## Photo-based referring expression data
»»

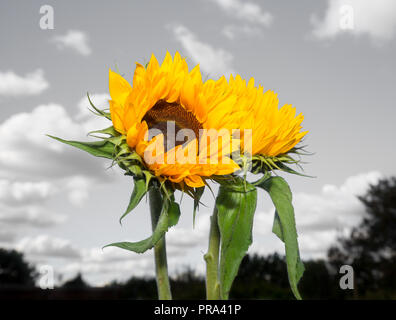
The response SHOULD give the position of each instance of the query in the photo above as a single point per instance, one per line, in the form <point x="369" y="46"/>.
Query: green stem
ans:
<point x="161" y="265"/>
<point x="212" y="260"/>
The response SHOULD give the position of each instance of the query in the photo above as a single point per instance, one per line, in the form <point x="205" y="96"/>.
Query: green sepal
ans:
<point x="98" y="111"/>
<point x="104" y="149"/>
<point x="236" y="206"/>
<point x="169" y="217"/>
<point x="285" y="227"/>
<point x="110" y="131"/>
<point x="139" y="190"/>
<point x="197" y="194"/>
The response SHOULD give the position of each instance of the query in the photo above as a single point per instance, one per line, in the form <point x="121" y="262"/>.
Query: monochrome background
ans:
<point x="59" y="206"/>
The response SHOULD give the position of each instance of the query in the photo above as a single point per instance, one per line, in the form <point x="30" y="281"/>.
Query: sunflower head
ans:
<point x="177" y="124"/>
<point x="269" y="134"/>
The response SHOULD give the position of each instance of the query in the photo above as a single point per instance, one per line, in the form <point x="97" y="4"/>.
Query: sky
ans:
<point x="333" y="60"/>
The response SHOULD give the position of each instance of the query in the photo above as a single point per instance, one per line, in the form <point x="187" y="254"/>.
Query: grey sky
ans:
<point x="343" y="82"/>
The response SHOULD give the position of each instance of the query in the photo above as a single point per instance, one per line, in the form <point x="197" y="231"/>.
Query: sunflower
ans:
<point x="170" y="93"/>
<point x="274" y="131"/>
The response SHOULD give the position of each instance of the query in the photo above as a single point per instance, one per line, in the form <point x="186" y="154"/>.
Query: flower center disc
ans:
<point x="162" y="113"/>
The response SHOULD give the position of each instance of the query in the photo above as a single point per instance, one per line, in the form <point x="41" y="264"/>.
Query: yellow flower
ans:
<point x="171" y="93"/>
<point x="274" y="131"/>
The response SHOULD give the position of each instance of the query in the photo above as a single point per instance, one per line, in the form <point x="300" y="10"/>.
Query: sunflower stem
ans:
<point x="212" y="260"/>
<point x="161" y="265"/>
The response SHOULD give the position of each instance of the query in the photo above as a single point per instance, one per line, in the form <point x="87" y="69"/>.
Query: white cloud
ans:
<point x="90" y="121"/>
<point x="247" y="11"/>
<point x="75" y="40"/>
<point x="320" y="218"/>
<point x="377" y="19"/>
<point x="214" y="61"/>
<point x="46" y="246"/>
<point x="14" y="192"/>
<point x="29" y="216"/>
<point x="234" y="31"/>
<point x="78" y="187"/>
<point x="28" y="152"/>
<point x="32" y="83"/>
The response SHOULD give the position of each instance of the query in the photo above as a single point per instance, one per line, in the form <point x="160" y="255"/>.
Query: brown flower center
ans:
<point x="159" y="116"/>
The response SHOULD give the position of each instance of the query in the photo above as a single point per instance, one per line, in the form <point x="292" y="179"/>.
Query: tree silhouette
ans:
<point x="371" y="246"/>
<point x="14" y="270"/>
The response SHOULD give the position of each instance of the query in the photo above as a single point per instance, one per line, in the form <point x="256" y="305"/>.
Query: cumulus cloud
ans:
<point x="246" y="11"/>
<point x="377" y="19"/>
<point x="14" y="192"/>
<point x="234" y="31"/>
<point x="29" y="216"/>
<point x="46" y="246"/>
<point x="214" y="61"/>
<point x="88" y="120"/>
<point x="322" y="217"/>
<point x="75" y="40"/>
<point x="12" y="84"/>
<point x="35" y="168"/>
<point x="28" y="152"/>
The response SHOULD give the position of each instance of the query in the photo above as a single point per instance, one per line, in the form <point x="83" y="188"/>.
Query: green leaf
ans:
<point x="139" y="190"/>
<point x="236" y="206"/>
<point x="169" y="217"/>
<point x="102" y="149"/>
<point x="285" y="227"/>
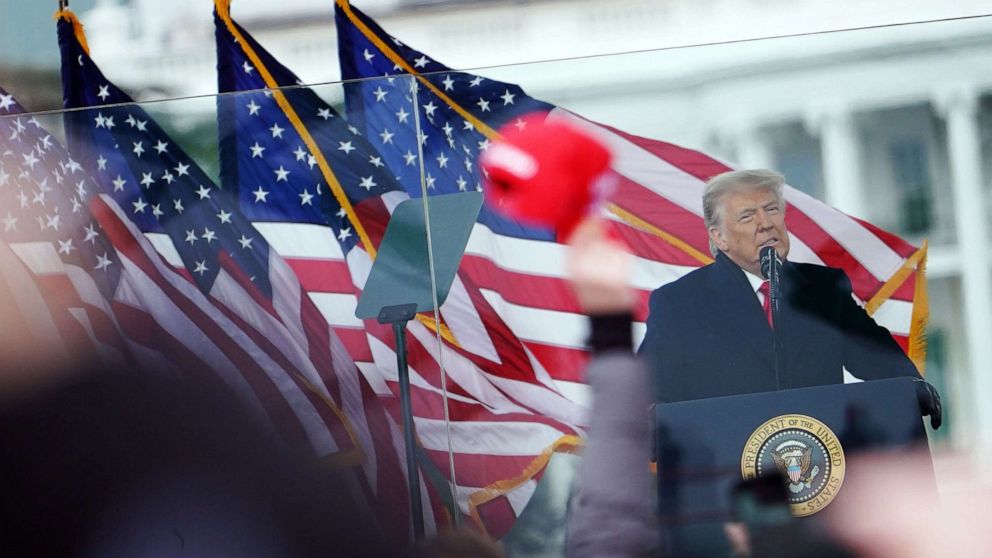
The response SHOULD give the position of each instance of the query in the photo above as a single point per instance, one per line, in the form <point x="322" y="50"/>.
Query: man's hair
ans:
<point x="718" y="187"/>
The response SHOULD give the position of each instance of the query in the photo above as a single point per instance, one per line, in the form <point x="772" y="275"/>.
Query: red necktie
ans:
<point x="766" y="304"/>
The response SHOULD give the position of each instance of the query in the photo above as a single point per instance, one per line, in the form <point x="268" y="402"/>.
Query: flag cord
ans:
<point x="414" y="86"/>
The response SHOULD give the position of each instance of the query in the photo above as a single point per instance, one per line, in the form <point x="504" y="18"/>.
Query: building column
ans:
<point x="840" y="151"/>
<point x="959" y="107"/>
<point x="753" y="149"/>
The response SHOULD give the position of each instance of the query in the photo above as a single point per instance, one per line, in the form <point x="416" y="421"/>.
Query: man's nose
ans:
<point x="763" y="221"/>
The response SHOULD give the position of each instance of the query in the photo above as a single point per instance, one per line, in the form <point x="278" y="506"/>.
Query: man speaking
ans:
<point x="713" y="333"/>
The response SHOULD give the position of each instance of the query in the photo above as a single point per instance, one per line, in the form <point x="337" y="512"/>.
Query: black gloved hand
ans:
<point x="929" y="401"/>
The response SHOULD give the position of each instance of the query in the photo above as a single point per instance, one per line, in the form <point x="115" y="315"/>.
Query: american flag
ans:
<point x="211" y="282"/>
<point x="656" y="208"/>
<point x="507" y="416"/>
<point x="46" y="223"/>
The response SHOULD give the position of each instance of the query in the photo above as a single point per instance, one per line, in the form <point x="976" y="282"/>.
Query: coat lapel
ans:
<point x="736" y="309"/>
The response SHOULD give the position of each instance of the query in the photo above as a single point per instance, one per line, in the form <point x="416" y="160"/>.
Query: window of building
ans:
<point x="911" y="171"/>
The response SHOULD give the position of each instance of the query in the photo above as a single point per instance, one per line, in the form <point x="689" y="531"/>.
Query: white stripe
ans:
<point x="301" y="240"/>
<point x="226" y="291"/>
<point x="39" y="257"/>
<point x="338" y="309"/>
<point x="487" y="438"/>
<point x="463" y="319"/>
<point x="486" y="387"/>
<point x="109" y="356"/>
<point x="895" y="315"/>
<point x="520" y="496"/>
<point x="30" y="302"/>
<point x="880" y="260"/>
<point x="164" y="246"/>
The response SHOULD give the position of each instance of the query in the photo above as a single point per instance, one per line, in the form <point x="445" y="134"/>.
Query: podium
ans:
<point x="808" y="436"/>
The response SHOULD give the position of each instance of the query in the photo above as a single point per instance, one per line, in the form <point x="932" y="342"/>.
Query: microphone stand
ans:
<point x="771" y="267"/>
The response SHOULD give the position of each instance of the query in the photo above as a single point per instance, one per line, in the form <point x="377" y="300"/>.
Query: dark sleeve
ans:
<point x="870" y="352"/>
<point x="614" y="512"/>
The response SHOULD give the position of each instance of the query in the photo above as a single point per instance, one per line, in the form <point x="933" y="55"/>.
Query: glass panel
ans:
<point x="227" y="240"/>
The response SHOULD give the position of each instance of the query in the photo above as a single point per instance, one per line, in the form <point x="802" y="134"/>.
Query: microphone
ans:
<point x="771" y="265"/>
<point x="770" y="262"/>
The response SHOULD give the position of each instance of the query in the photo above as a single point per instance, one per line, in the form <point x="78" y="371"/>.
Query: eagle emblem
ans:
<point x="795" y="460"/>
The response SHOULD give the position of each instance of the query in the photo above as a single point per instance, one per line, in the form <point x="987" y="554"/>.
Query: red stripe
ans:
<point x="562" y="363"/>
<point x="322" y="276"/>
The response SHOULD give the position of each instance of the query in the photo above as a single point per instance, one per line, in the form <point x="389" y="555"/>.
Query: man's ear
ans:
<point x="717" y="237"/>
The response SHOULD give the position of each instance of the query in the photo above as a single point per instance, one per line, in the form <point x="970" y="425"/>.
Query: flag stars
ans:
<point x="102" y="263"/>
<point x="256" y="150"/>
<point x="306" y="198"/>
<point x="91" y="234"/>
<point x="367" y="183"/>
<point x="52" y="222"/>
<point x="119" y="183"/>
<point x="9" y="223"/>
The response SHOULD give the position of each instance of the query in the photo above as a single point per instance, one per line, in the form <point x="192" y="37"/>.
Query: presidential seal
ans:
<point x="805" y="451"/>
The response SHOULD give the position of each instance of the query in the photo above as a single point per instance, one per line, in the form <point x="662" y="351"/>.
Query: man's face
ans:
<point x="751" y="220"/>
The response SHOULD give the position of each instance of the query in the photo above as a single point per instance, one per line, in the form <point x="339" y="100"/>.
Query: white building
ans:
<point x="889" y="123"/>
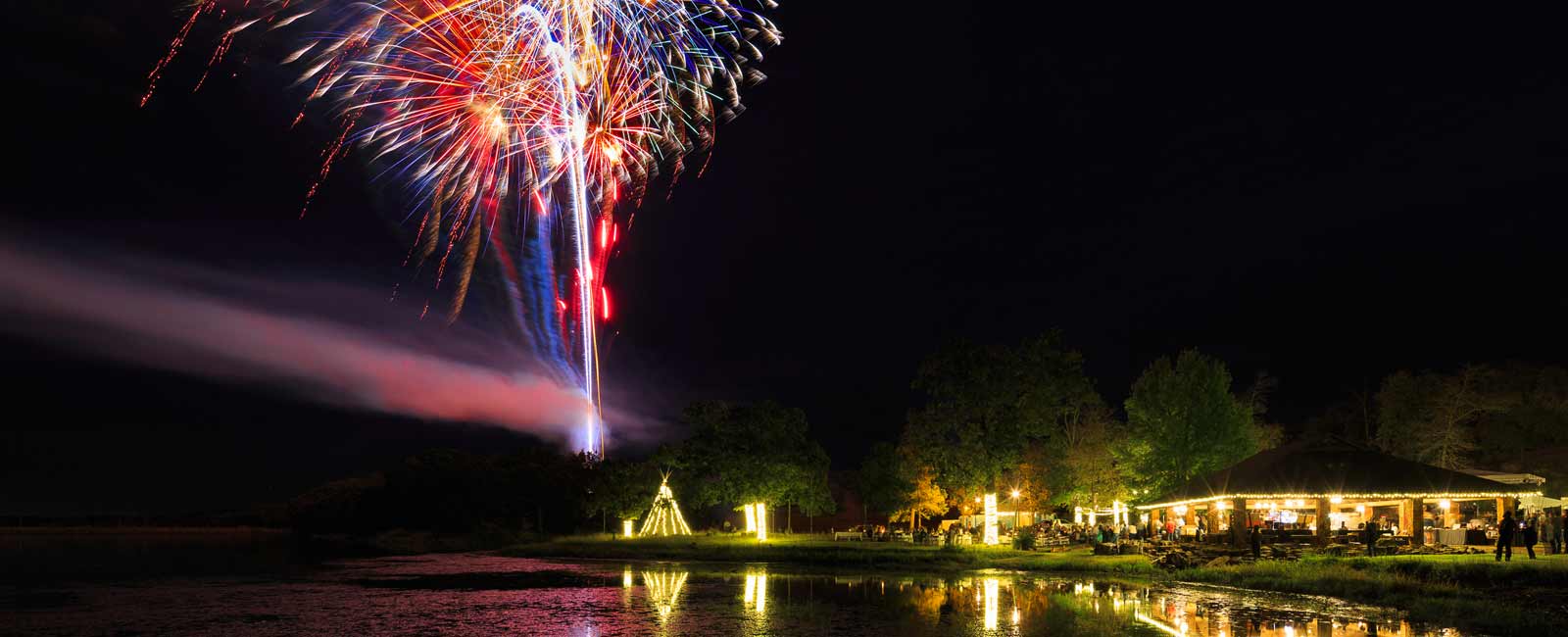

««

## EXERCISE INSTRUCTIONS
For this exercise, copy every line of the data that holds "building".

## OUTPUT FOR THIS TASK
Query: building column
Query: window of building
Query: white building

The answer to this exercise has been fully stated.